Rubriche

Le ossa delle vittime della Spagnola raccontano una nuova storia

Contraddetta la convinzione che fossero soprattutto giovani e sane

Un ospedale d'emergenza a Camp Funston, in Kansas, durante la pandemia influenzale del 1918 (fonte: National Museum of Health and Medicine, Otis Historical Archives New Contributed Photo Collection / Wikimedia Commons)

Redazione Ansa

Le ossa delle vittime della pandemia di Spagnola del 1918 raccontano ora una nuova storia: l’influenza, che si stima abbia fatto 50 milioni di vittime in tutto il mondo, in realtà non ha ucciso in modo sproporzionato i giovani adulti in salute, una convinzione molto diffusa basata sui resoconti storici dell’epoca. È quanto afferma un nuovo studio pubblicato sulla rivista Pnas dell’Accademia Nazionale delle Scienze americana e guidato dalla canadese McMaster University: grazie all’analisi di centinaia di resti, i ricercatori hanno concluso che il razzismo e la discriminazione, insieme ad una cattiva salute preesistente, sono stati fattori che hanno amplificato gli effetti dell’influenza, proprio come è avvenuto anche con la pandemia da Covid-19.

Gli autori dello studio, guidati da Amanda Wissler, hanno esaminato le ossa di 369 individui ospitati nel Museo di Storia Naturale di Cleveland e morti tra il 1910 ed il 1938. Lo scheletro, infatti, può raccontare molto dei cambiamenti avvenuti durante la vita di una persona: ad esempio, una cattiva salute porta ad una statura inferiore, crescita irregolare, difetti dello sviluppo dei denti e altro. Inoltre, traumi fisici e infezioni causano un’infiammazione che porta alla formazione di nuovo osso: è possibile quindi determinare se, al momento della morte, la lesione era ancora infiammata oppure in via di guarigione.

Completa quanto segue:
1. Secondo l'articolo sulla Spagnola, di quanti individui gli autori dello studio hanno esaminato le ossa?
2. Trascrivi dall'articolo sulla Spagnola tutto il passo che va da "Le ossa delle vittime della pandemia" giù fino a "pandemia da Covid-19.".

Sezione dati:
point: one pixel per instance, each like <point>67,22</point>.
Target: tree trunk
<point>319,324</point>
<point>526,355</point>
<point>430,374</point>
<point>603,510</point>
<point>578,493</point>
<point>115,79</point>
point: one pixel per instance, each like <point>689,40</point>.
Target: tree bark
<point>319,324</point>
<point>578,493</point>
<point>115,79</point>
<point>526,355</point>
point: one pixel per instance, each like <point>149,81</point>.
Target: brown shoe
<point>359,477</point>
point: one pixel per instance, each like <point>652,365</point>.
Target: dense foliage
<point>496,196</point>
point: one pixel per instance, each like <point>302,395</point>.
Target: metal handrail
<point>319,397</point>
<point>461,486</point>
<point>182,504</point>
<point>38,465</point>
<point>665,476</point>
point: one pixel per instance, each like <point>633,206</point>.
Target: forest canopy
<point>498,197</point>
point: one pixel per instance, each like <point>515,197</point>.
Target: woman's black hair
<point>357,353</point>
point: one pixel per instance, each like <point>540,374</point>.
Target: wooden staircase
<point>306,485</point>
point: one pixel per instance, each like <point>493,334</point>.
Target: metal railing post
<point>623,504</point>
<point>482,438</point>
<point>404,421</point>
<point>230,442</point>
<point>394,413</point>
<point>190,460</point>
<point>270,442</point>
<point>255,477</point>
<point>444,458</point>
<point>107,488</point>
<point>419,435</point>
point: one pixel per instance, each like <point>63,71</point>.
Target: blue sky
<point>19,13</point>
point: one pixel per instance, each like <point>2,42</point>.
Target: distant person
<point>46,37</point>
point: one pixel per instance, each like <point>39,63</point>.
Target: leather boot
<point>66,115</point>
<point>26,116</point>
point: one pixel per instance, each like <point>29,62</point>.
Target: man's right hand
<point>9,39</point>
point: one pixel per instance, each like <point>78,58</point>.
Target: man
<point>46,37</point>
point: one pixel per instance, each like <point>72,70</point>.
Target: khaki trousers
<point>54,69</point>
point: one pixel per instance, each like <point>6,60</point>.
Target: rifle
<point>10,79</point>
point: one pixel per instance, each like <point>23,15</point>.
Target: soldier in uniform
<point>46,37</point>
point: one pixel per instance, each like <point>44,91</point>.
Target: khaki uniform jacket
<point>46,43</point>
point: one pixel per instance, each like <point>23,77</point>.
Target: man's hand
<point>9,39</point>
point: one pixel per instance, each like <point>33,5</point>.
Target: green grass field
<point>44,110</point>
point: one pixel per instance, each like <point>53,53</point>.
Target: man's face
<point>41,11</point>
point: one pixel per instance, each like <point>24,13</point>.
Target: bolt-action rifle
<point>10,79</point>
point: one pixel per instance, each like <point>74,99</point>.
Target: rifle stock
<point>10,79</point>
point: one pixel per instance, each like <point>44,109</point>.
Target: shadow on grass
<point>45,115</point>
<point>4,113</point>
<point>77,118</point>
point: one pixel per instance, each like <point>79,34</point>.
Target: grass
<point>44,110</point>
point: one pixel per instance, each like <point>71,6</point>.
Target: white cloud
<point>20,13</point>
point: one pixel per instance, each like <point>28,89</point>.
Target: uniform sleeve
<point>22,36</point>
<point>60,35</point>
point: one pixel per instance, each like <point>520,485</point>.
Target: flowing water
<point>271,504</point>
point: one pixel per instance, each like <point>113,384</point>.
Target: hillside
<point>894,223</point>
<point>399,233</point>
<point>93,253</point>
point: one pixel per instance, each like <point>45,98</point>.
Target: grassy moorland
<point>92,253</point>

Soluzioni dell'esercizio:
1. Di 369 individui.

2.
Le ossa delle vittime della pandemia di Spagnola del 1918 raccontano ora una nuova storia: l’influenza, che si stima abbia fatto 50 milioni di vittime in tutto il mondo, in realtà non ha ucciso in modo sproporzionato i giovani adulti in salute, una convinzione molto diffusa basata sui resoconti storici dell’epoca. È quanto afferma un nuovo studio pubblicato sulla rivista Pnas dell’Accademia Nazionale delle Scienze americana e guidato dalla canadese McMaster University: grazie all’analisi di centinaia di resti, i ricercatori hanno concluso che il razzismo e la discriminazione, insieme ad una cattiva salute preesistente, sono stati fattori che hanno amplificato gli effetti dell’influenza, proprio come è avvenuto anche con la pandemia da Covid-19.